▶ [WRITTEN REQUEST]: Reproduce verbatim the portion of the reed switch passage starting at "Reed switches, actuated" and ending at "the bobbin housing.".

Reed switches, actuated by a magnetic coil, are typically housed within a bobbin or spool-like member. A coil of wire is wrapped about the outside of the bobbin and connected to a source of electric current. The current flowing through the coil creates the desired magnetic field to actuate the reed switch within the bobbin housing.

FIGS. 1-3 shows further details of the configuration of such a prior art reed switch device discussed above. Turning first to FIG. 1, a perspective view of a prior art reed switch configuration 10 is shown. A known reed switch 11 includes, preferably, a glass envelope 12 as well as two signal leads 14 emanating from opposing ends of the reed switch 11 and coil termination leads 15. The signal leads are connected to a pair of metal contacts 13. It should be noted that other envelopes, such as metal, may be used in a switch that is actuated by other forces, such as centripetal, centrifugal and other acceleration forces. The construction of a reed switch 11 is so well known in the art, the details thereof need not be discussed. A shield conductor 16, commonly made of brass or copper, is provided in the form of a cylindrical sleeve which receives and houses the reed switch 11. The reed switch 11 and shield 16 are housed within the central bore 18 of a bobbin or spool 20. About the bobbin 20 is wound a conductive wire 22. As a result, a co-axial arrangement is formed to protect the reed switch 11 device and to control the impedance of the environment and to improve the overall transmission of the signal. The reed switch 11, shield conductor 16 and bobbin 20 are shown in general as cylindrical in configuration. It should be understood that various other configurations, such as those oval in cross-section, may be employed and still be within the scope of the present invention.

As can be understood and known in the prior art, the free ends of the coil of wire 22, the shield 16 and signal terminals 14 of the reed switch 11 are electrically interconnected to a circuit as desired. The respective components of the reed switch 11 configuration are interconnected to a circuit by lead frame or other electrical interconnection (not shown). The lead frame or other electrical interconnection introduces a discontinuity of the desirable co-axial environment.

As described above, the overall reed switch device 10 must be designed to be easily accommodated within a user's circuit. For example, a circuit used to operate at high frequency is designed with a defined characteristic impedance environment. The goal of designing and manufacturing a reed device 10 to the specifications of a circuit customer is to match the desired impedance of the device 10 to the circuit environment as closely as possible. It is preferred that there is no discontinuity of impedance from the reed device 10 itself to a circuit board trace of the circuit that will receive the device 10. The characteristic impedance, Z₁, is generally a function of the outer diameter of the signal conductor 14, the inner diameter of the shield 16 and the dielectric constant of the insulation (not shown) between the signal conductor 14 and the shield 16.

A further modification of the reed switch package of FIG. 1 is shown in FIGS. 2-3. A reed switch device 103 is provided to include an outer bobbin 102 with coil 109 wrapped around it for introducing the necessary magnetic field to actuate the reed switch 111. Ends of wire 109 may be connected to posts, pins, or the like (not shown) connected to bobbin 102 to provide for electrical interconnection of the magnetic field current. Emanating from the reed switch 111 are two signal leads 106 which correspond to opposing sides of the reed switch 111. Also emanating from the bobbin body 102 are a pair of shield or ground tabs 108 on each side of the bobbin body 102 that are electrically interconnected to, as shown in FIG. 6, the ends of the inner shield sleeve 110. As shown in FIG. 3, an exploded perspective view the reed switch 111 of FIG. 2, these ground tabs 108 are extensions from the shield sleeve 110 itself on opposing sides thereof.

▶ [LISTED ENTRIES]:
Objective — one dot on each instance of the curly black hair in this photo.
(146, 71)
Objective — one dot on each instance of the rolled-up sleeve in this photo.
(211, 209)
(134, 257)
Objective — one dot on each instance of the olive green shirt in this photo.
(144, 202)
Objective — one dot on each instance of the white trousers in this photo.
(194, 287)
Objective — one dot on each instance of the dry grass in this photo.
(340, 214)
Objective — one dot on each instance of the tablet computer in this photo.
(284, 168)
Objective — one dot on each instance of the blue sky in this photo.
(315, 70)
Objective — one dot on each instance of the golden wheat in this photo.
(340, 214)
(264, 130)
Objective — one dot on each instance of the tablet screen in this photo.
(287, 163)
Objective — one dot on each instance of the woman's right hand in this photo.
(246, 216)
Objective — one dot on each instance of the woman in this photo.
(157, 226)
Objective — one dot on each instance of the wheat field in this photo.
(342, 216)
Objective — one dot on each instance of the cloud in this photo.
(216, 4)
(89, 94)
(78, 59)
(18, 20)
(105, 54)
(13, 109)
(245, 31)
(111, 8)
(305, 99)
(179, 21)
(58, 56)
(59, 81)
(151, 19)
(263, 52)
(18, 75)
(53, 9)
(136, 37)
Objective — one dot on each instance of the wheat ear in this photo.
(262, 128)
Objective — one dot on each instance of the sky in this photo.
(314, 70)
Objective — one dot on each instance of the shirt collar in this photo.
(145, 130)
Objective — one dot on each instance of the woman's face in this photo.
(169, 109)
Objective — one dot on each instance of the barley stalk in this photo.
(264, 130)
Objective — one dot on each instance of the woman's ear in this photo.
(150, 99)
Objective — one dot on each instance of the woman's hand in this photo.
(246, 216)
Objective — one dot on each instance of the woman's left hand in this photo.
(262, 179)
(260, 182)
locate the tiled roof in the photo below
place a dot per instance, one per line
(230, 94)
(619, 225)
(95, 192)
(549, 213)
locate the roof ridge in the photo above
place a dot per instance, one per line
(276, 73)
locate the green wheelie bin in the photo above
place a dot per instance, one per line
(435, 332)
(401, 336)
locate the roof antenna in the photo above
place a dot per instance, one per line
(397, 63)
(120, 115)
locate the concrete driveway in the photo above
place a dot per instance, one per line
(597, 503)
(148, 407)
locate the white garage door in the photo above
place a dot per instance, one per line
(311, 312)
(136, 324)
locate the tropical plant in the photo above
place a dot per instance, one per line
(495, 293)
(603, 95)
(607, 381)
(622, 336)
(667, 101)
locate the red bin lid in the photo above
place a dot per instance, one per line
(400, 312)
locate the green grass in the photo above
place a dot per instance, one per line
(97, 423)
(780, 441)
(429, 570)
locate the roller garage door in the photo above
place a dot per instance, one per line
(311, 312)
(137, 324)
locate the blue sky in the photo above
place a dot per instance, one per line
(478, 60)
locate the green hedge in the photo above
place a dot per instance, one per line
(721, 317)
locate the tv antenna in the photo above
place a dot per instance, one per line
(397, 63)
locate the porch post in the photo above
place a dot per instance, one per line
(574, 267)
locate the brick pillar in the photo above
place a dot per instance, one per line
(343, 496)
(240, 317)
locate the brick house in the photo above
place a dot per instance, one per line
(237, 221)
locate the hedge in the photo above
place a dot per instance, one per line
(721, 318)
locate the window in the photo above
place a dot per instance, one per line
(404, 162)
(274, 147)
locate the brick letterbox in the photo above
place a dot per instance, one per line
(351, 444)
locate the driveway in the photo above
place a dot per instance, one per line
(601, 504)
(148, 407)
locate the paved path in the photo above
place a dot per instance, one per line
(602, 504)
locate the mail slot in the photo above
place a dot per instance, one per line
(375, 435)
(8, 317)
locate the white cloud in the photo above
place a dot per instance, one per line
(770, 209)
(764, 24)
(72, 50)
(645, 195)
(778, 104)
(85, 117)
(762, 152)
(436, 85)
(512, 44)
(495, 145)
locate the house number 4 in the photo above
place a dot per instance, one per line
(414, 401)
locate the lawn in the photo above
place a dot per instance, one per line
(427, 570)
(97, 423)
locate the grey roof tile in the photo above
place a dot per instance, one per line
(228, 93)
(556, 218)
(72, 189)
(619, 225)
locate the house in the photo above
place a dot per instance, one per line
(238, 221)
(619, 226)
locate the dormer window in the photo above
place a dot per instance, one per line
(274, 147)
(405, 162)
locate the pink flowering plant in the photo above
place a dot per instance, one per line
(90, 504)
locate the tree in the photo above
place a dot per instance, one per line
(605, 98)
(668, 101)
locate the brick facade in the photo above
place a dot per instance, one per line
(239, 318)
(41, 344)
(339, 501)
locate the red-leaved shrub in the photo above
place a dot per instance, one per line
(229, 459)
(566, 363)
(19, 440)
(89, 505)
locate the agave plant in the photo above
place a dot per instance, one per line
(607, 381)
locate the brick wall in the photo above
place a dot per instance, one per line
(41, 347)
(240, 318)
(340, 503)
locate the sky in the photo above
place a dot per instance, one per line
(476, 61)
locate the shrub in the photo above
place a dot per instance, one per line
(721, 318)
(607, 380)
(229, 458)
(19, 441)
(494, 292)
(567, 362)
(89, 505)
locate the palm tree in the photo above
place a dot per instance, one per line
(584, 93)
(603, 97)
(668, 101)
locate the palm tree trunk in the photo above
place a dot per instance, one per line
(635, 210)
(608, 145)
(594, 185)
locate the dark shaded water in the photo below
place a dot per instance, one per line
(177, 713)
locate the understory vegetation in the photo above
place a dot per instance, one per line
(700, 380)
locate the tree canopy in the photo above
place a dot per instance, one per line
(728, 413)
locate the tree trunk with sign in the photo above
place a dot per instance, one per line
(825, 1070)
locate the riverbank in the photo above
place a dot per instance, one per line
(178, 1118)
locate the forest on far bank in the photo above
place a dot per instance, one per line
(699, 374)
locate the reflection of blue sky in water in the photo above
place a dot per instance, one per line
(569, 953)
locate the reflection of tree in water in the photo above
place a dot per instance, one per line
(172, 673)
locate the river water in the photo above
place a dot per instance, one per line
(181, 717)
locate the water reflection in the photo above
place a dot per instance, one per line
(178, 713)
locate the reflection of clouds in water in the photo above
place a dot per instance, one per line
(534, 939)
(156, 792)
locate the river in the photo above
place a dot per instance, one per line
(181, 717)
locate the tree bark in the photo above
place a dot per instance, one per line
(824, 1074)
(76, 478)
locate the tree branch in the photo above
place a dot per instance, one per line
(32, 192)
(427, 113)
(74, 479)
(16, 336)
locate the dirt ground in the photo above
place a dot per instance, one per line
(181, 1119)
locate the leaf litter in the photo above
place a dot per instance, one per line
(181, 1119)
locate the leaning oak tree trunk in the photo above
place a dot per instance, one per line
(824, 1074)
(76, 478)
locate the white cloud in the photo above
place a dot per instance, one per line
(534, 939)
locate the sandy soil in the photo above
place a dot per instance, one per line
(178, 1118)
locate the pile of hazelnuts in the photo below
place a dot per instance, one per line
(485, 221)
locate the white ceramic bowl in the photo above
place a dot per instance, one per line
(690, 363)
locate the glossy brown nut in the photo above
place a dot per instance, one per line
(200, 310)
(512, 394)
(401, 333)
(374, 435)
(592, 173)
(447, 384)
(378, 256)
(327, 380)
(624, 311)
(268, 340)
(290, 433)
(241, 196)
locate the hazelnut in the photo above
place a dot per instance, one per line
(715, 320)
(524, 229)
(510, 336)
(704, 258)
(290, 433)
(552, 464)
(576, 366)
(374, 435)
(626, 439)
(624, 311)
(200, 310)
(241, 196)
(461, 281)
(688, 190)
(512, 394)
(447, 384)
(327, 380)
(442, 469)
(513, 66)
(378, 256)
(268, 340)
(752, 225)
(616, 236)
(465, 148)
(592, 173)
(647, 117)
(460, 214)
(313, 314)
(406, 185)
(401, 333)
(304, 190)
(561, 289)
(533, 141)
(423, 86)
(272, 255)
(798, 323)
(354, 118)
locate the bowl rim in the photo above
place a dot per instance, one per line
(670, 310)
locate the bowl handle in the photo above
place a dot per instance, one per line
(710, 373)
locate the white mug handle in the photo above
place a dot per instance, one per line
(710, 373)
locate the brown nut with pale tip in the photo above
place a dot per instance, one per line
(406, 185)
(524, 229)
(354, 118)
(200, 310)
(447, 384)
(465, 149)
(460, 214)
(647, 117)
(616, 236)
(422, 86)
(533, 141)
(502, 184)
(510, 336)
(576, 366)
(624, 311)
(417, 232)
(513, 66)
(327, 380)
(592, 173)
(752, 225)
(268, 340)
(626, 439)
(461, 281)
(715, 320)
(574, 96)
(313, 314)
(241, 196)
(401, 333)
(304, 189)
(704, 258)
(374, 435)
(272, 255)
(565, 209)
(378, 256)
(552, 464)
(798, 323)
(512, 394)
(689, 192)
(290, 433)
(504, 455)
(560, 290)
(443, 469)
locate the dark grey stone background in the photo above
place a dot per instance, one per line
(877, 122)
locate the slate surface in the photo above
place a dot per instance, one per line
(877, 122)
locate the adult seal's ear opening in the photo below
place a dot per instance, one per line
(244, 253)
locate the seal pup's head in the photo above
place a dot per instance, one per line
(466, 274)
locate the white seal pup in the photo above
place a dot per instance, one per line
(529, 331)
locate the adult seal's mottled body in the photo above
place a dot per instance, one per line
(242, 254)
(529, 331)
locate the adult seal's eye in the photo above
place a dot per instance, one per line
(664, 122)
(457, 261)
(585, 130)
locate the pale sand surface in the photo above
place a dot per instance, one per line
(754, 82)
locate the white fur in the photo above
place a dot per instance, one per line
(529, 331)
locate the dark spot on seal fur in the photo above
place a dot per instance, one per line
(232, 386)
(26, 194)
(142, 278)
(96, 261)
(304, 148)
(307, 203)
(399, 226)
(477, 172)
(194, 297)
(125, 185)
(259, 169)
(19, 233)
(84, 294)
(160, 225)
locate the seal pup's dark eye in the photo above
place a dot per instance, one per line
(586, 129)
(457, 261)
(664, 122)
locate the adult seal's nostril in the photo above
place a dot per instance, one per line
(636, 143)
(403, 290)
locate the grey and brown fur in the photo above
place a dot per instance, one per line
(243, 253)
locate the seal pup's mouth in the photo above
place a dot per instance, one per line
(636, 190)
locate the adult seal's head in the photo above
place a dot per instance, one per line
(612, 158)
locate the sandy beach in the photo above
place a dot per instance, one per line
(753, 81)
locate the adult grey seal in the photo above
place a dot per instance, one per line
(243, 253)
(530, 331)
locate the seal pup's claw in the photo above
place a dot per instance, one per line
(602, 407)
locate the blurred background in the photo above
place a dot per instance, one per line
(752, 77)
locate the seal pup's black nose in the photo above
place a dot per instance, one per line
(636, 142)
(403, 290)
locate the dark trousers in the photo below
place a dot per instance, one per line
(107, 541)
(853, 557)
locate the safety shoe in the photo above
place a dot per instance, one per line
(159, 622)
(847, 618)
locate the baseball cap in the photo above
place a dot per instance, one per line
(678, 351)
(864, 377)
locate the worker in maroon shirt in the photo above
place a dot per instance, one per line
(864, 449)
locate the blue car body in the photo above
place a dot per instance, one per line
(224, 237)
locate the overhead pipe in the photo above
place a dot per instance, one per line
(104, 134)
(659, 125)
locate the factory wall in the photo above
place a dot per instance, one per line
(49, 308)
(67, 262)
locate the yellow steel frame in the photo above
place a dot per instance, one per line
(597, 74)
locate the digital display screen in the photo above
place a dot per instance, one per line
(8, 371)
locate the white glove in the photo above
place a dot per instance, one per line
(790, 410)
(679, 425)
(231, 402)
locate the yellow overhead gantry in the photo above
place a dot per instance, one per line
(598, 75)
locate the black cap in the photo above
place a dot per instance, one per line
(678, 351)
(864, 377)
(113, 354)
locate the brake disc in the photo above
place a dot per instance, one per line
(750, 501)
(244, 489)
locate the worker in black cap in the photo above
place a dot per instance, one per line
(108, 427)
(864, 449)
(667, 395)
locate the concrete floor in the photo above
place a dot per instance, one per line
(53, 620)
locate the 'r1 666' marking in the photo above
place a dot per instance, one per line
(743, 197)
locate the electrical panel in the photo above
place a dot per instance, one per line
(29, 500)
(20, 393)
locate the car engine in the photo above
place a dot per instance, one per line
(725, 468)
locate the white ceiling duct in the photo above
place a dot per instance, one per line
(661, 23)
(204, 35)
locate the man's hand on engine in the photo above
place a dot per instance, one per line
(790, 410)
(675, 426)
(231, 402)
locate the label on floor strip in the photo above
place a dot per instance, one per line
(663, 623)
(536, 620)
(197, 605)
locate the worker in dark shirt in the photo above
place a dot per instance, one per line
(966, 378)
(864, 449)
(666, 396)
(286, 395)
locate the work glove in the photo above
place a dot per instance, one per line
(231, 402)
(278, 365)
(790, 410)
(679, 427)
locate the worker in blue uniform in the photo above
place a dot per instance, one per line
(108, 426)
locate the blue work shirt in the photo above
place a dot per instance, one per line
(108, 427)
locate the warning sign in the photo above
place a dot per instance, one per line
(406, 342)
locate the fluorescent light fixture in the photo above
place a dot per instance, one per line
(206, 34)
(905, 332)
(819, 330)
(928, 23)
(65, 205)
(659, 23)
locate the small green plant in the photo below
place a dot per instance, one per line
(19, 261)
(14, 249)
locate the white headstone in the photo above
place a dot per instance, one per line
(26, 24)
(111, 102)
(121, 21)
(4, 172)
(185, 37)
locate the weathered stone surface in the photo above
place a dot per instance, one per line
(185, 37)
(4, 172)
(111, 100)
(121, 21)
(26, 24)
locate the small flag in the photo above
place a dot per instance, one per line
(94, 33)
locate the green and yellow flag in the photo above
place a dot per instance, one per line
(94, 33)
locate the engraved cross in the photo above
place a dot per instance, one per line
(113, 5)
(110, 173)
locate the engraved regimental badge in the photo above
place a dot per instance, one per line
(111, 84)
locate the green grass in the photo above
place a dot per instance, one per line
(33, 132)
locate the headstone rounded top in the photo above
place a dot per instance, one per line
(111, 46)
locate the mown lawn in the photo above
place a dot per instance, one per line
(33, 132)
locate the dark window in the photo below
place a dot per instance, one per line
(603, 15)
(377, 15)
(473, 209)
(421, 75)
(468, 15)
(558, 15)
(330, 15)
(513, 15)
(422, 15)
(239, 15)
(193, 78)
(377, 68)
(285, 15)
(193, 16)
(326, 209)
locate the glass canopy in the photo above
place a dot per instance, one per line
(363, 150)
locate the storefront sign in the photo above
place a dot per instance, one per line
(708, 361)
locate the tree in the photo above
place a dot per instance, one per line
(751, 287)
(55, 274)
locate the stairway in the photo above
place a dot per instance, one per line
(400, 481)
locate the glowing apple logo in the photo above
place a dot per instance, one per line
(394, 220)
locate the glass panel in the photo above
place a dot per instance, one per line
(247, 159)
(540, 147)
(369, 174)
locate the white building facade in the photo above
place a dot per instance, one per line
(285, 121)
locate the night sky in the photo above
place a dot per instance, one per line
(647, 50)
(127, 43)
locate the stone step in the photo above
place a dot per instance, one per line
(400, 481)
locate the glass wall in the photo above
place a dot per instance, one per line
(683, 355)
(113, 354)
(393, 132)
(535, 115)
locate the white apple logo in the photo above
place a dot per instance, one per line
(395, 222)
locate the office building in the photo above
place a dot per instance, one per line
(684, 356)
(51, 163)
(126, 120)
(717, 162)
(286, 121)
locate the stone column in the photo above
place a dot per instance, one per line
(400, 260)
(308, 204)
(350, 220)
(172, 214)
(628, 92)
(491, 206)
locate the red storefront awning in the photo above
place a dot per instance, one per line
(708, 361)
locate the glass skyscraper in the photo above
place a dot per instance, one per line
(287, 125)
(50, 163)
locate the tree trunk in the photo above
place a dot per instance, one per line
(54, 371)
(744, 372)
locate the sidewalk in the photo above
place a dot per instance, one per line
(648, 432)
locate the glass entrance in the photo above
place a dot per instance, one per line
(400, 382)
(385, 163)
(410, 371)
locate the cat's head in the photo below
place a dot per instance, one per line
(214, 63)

▶ [FINAL RESULT]:
Reed switches, actuated by a magnetic coil, are typically housed within a bobbin or spool-like member. A coil of wire is wrapped about the outside of the bobbin and connected to a source of electric current. The current flowing through the coil creates the desired magnetic field to actuate the reed switch within the bobbin housing.